▶ [Consigne 1]
Dans l'extrait de décision sur les vices cachés, quel montant le devis de travaux relatif à l'étanchéité des murs indique-t-il ?
▶ [Consigne 2]
Prolongez l'extrait de décision sur les vices cachés à partir de sa dernière phrase.

▶ [Extrait fourni]
□ □ □ □ □ □ □

Conformément aux dispositions de l'article 455 du code de procédure civile, il est fait expressément référence aux écritures des parties susvisées quant à l'exposé détaillé de leurs prétentions et moyens respectifs.

L'ordonnance de clôture est intervenue le 20 juin 2023. L'affaire a été fixée à l'audience du 10 octobre 2023 et mise en délibéré au 8 décembre 2023, prorogé au 30 janvier 2023, puis au 8 mars 2023 par mise à disposition au greffe.

MOTIFS DE LA DECISION

A titre préliminaire, il est rappelé que :
- d’une part, en vertu de l’article 768 du Code de procédure civile, le tribunal ne statue que sur les prétentions énoncées au dispositif et n’examine les moyens au soutien de ces prétentions que s’ils sont invoqués dans la discussion,
- d’autre part, les demandes tendant à voir « constater » ou « dire et juger » ne constituent pas des prétentions au sens de l’article 4 de ce même code.

- Sur les vices cachés

Madame [Y] [X] expose que l'immeuble objet de la vente est affecté de désordres le rendant impropre à l'habitation et constituant des vices cachés ; que les deux expertises amiables ont constaté des taux d'humidité anormalement élevés ; que l'expert mandaté par la venderesse a conclu à la nécessité de traiter les murs extérieurs afin d'assurer une barrière hydrofuge empêchant les remontées capillaires, de doubler toutes les parties des murs de façade existant et d'installer une VMC conforme à la réglementation.

Elle affirme que la venderesse a fait procéder à des travaux avant la vente, dans le but de camoufler les traces d'humidité visibles par de l'enduit et de la peinture et qu'aucune trace d'humidité n'était visible lors de la vente ; que, toutefois, l'importance du taux d'humidité et l'apparition d'infiltrations et de taches d'humidité après la vente attestent de l'antériorité du vice à la vente.

Elle soutient que les travaux réalisés en octobre 2018 par la société GAH IMMOBILIER pour la somme de 2.970 euros HT n'ont pas permis de remédier aux désordres puisque, notamment, l'étanchéité des murs n'est pas assurée ; qu'ainsi, un relevé de l'humidité dans l'immeuble a été réalisé en octobre 2019, soit un an après les travaux, qui a permis de constater une persistance de l'humidité.

Elle produit un devis de travaux concernant l'étanchéité des murs, évalués à la somme de 30.515 euros HT.

La société GAH IMMOBILIER réplique que les vices allégués ne sont pas démontrés.

Elle constate que l'expert judiciaire n'a pas relevé d'humidité dans l'immeuble, hormis sous les meubles de la cuisine, où une fuite a été constatée.

Elle en déduit qu'il n'existe pas de désordres à l'intérieur de l'immeuble. Elle explique que les seules traces d'humidité ont été relevées à l'extérieur du logement, sur les parties communes qui n'appartiennent pas à Madame [Y] [X].

□ □ □ □ □ □ □

▶ [Section des données]
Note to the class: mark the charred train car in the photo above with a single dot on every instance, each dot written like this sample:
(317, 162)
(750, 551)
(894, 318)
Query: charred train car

□ □ □ □ □ □ □

▶ [Réponse 1]
Les travaux d'étanchéité des murs y sont évalués à 30.515 euros HT.

▶ [Réponse 2]
***
L'article 1641 du Code civil dispose que : « le vendeur est tenu de la garantie à raison des défauts cachés de la chose vendue qui la rendent impropre à l'usage auquel on la destine, ou qui diminuent tellement cet usage que l'acheteur ne l'aurait pas acquise, ou n'en aurait donné qu'un moindre prix, s'il les avait connus ».

Le vice caché se définit comme le défaut qui existait antérieurement à la vente, que l'acheteur ne pouvait déceler compte tenu de la nature de la chose vendue, et dont il n'a pas eu connaissance au moment de la vente.

En application de l'article 1641 du Code civil, seul le vice rendant le bien impropre à l'usage auquel on le destine, ou qui diminue tellement cet usage que l'acheteur, s'il l'avait connu, n'aurait pas acquis ledit bien à ce prix, justifie la mise en œuvre de la garantie légale des vices cachés.
Et l'article 1642 du même code ajoute que le vendeur n'est pas tenu des vices apparents et dont l'acheteur a pu se convaincre lui-même, tandis qu'aux termes de l'article 1643, il est tenu des vices cachés, quand même il ne les aurait pas connus, à moins que, dans ce cas, il n'ait stipulé qu'il ne sera obligé à aucune garantie.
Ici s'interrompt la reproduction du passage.